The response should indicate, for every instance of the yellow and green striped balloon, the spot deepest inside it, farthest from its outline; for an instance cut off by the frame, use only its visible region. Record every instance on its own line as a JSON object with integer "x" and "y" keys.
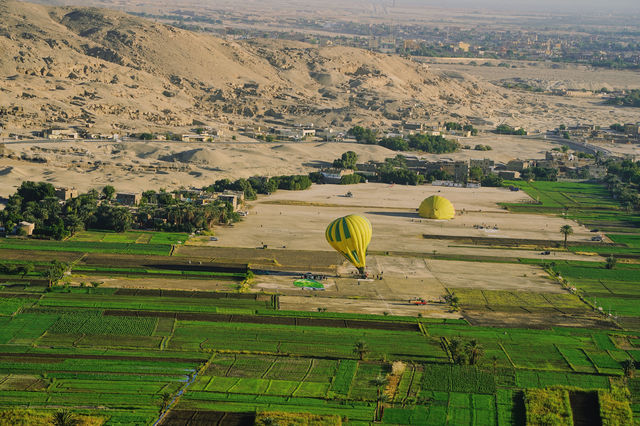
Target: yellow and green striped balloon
{"x": 350, "y": 236}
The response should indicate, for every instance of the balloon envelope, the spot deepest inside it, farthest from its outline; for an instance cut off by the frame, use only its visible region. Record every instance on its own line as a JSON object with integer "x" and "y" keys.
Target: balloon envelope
{"x": 436, "y": 207}
{"x": 350, "y": 236}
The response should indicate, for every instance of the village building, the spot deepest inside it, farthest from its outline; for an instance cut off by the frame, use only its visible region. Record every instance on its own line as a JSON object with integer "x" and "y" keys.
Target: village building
{"x": 129, "y": 198}
{"x": 65, "y": 194}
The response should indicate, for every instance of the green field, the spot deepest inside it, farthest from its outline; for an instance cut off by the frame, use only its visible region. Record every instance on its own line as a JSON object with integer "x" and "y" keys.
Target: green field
{"x": 60, "y": 349}
{"x": 588, "y": 203}
{"x": 130, "y": 242}
{"x": 614, "y": 290}
{"x": 131, "y": 237}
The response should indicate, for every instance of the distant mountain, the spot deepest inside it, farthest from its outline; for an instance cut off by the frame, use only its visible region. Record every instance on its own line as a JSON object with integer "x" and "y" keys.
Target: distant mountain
{"x": 105, "y": 69}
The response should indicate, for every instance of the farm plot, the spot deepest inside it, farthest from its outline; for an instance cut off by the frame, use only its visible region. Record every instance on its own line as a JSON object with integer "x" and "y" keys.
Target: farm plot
{"x": 304, "y": 341}
{"x": 613, "y": 290}
{"x": 454, "y": 378}
{"x": 447, "y": 408}
{"x": 139, "y": 237}
{"x": 588, "y": 204}
{"x": 496, "y": 300}
{"x": 83, "y": 323}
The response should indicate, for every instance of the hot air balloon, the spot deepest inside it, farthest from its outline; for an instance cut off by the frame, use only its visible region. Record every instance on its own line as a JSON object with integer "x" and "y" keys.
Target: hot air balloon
{"x": 436, "y": 207}
{"x": 350, "y": 236}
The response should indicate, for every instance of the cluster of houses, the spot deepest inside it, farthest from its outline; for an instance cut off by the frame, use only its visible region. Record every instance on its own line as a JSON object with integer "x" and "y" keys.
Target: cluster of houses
{"x": 592, "y": 133}
{"x": 133, "y": 199}
{"x": 567, "y": 164}
{"x": 235, "y": 198}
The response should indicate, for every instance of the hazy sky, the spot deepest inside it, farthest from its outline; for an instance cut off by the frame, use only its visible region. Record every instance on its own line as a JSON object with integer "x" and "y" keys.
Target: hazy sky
{"x": 579, "y": 6}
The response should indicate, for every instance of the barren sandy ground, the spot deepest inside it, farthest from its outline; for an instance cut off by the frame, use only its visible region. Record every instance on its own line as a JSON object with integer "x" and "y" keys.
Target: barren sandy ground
{"x": 136, "y": 166}
{"x": 275, "y": 221}
{"x": 405, "y": 279}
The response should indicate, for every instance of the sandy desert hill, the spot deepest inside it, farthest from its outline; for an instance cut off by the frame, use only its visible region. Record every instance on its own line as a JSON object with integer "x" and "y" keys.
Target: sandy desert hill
{"x": 105, "y": 69}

· · ·

### [JOB]
Rewrite the listing with every "farm plot" changed to "cultivated plot" and nothing else altered. Leave out the pictures.

### [RESULT FOR THIS EXERCISE]
The response should indicate, for every instance of the yellow and green striped balloon, the spot deepest inside it, farthest from its outline; for an instance cut off by the frame, use only its visible region. Record every instance on its own line as a JSON object with integer "x" and "y" keys.
Target: yellow and green striped balloon
{"x": 350, "y": 236}
The response should indicate, for every instance of the balloon envelope, the spot deepest inside it, farthest from its outline; for an instance cut off by the frame, use only its visible region. Record every instance on its own line as a JSON object with integer "x" and "y" keys.
Target: balloon envelope
{"x": 436, "y": 207}
{"x": 350, "y": 236}
The response should indicate, for every instance of the village building, the spot deepest inside it, farthest from its outline; for an instance cut off by the frame, use only its visible region. Record every instance on its own line as a JSON object with integer "x" and "y" keys.
Target: village building
{"x": 129, "y": 198}
{"x": 65, "y": 194}
The response should indicate, for every instance of the green field, the spot deepest inside it, farthest from its outline; for an instance cut off by the frame, use only its visible region. Record every instance on its own line as a JSON object with integer "x" and "y" keys.
Target: green field
{"x": 60, "y": 349}
{"x": 588, "y": 203}
{"x": 130, "y": 242}
{"x": 614, "y": 290}
{"x": 131, "y": 237}
The response should indicate, for every instance of the distant mountain, the spot deepest inside it, farthest from its outline; for an instance cut off by the frame, use only its visible region. Record every instance on its own line as a JSON object with integer "x" and "y" keys.
Target: distant mountain
{"x": 105, "y": 69}
The response should indicate, for every instance of the cultivated plot, the spot deepest inside it, farthest from its outline; for an instance cut off by the frame, use only its visible region. Record every instance on its own line as a JSON object with integer "x" and "y" keys.
Target: cultivated plot
{"x": 304, "y": 341}
{"x": 613, "y": 290}
{"x": 454, "y": 378}
{"x": 447, "y": 408}
{"x": 139, "y": 237}
{"x": 588, "y": 204}
{"x": 496, "y": 300}
{"x": 83, "y": 323}
The response should indicate, for every instance of the hot air balloon, the spot deepest inside it, farthest from its outline; for an instance cut off by the frame, use only its visible region. Record every instance on its own line as a JSON object with integer "x" and "y" keys.
Target: hot air balloon
{"x": 436, "y": 207}
{"x": 350, "y": 236}
The response should indicate, for every instance of the cluster of houses, the spot deepest inside it, farthest from its outline; for an instance cut off by the frame, use only its visible region. Record every instance on its own line as a JSON object with integer "x" and "y" keys.
Target: cluster of houses
{"x": 592, "y": 133}
{"x": 133, "y": 199}
{"x": 567, "y": 164}
{"x": 235, "y": 198}
The response should indicate, for every instance of the hazy sky, the spot deepest inside it, farthest from its outline; for an instance cut off by the frame, use only its visible region. Record every instance on its own line as a JSON object with integer "x" and "y" keys.
Target: hazy sky
{"x": 579, "y": 6}
The response should indicate, for every instance of the barren sandy ground, the spot deepest inside it, farthest from its outline; for an instance cut off by the frame, use only its visible region. Record every instance on its own line as a JSON object with integer "x" and "y" keys.
Target: barren sandy ground
{"x": 136, "y": 166}
{"x": 275, "y": 221}
{"x": 405, "y": 279}
The response should indicate, for every instance of the sandy desert hill, the spot deepest inside it, farthest from its outline; for an instance cut off by the frame, use only its visible region. Record every instance on its own line as a JSON object with integer "x" and "y" keys.
Target: sandy desert hill
{"x": 105, "y": 69}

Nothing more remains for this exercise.